■ **Exercise aim**: Count the lines in the data below that contain the string "segment", treating uppercase and lowercase as different. Reply with the number alone.

──────

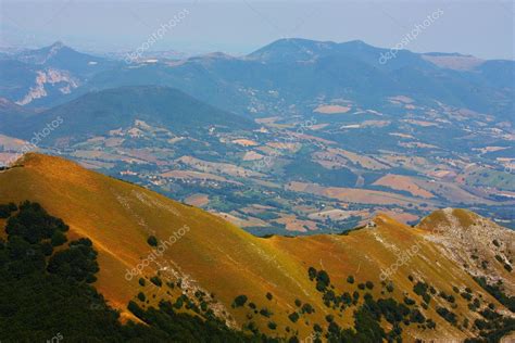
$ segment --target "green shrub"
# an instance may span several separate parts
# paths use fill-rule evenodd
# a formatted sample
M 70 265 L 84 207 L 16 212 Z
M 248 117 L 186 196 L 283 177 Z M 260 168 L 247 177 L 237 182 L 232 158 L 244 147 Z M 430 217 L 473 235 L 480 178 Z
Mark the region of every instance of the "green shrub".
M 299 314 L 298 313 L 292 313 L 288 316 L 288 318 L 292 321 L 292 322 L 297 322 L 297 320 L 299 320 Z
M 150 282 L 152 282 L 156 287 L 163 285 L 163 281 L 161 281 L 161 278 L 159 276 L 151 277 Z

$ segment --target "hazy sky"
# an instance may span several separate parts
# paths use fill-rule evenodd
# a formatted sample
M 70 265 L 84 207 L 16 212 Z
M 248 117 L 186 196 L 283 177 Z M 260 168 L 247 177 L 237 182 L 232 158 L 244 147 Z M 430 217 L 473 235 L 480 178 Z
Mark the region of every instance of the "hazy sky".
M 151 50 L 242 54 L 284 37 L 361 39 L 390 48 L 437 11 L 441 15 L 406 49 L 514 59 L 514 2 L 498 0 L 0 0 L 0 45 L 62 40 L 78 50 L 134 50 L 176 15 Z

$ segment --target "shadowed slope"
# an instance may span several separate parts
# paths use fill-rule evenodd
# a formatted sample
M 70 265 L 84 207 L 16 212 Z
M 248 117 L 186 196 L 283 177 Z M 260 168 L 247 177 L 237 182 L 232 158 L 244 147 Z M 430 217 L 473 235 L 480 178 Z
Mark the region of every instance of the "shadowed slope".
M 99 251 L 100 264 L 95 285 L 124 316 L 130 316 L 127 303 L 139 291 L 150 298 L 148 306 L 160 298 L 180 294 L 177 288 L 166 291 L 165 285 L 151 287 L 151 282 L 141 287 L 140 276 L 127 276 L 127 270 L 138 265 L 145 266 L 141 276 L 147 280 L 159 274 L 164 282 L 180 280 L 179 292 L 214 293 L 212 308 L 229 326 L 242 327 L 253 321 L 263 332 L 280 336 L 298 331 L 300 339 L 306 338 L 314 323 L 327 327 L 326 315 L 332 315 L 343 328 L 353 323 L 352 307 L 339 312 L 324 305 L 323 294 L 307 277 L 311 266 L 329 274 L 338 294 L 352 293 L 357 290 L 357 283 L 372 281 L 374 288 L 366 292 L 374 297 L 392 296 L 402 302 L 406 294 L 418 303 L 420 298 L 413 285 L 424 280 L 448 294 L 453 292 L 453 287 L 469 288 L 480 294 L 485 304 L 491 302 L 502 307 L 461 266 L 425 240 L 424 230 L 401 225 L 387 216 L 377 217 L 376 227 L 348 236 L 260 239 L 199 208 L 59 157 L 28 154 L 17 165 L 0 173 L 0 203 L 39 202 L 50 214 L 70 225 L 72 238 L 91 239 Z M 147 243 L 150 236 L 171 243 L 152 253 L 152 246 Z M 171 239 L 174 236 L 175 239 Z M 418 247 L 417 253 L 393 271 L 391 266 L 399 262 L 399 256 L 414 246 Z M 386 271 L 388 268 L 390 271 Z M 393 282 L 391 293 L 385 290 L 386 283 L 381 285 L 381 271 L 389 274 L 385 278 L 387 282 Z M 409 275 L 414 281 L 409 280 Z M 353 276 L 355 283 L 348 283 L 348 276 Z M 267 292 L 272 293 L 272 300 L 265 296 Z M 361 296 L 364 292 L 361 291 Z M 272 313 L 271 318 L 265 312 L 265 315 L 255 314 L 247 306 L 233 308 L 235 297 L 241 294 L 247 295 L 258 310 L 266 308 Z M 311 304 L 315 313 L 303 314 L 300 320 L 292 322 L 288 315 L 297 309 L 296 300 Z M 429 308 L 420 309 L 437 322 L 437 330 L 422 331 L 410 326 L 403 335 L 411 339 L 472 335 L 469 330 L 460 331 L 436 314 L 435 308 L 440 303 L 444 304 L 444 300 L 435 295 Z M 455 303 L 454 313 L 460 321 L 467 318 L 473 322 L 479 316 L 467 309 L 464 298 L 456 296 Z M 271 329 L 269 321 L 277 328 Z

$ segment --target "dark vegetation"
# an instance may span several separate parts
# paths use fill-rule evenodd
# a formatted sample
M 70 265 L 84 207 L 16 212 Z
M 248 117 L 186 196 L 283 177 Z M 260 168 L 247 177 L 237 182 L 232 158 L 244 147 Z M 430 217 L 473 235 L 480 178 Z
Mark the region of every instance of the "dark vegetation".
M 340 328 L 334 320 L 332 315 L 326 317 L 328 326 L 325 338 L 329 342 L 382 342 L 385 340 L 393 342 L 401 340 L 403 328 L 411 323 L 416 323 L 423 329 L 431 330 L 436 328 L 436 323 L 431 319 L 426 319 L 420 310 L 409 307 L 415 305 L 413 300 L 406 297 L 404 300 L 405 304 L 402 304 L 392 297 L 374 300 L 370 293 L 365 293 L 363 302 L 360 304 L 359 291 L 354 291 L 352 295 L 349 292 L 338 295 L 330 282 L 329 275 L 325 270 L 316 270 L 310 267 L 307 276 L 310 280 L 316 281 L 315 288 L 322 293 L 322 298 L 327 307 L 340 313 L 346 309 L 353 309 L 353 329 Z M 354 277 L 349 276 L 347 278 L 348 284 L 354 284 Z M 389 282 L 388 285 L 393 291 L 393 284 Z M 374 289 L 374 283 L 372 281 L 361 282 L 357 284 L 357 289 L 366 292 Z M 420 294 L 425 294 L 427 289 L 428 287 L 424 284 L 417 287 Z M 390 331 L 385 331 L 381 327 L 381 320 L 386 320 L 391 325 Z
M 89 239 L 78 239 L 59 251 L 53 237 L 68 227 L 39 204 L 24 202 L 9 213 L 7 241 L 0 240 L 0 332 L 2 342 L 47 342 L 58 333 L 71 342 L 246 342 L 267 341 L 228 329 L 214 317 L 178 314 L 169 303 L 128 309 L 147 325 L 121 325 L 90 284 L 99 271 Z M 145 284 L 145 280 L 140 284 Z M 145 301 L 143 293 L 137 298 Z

──────

■ **Response**: 4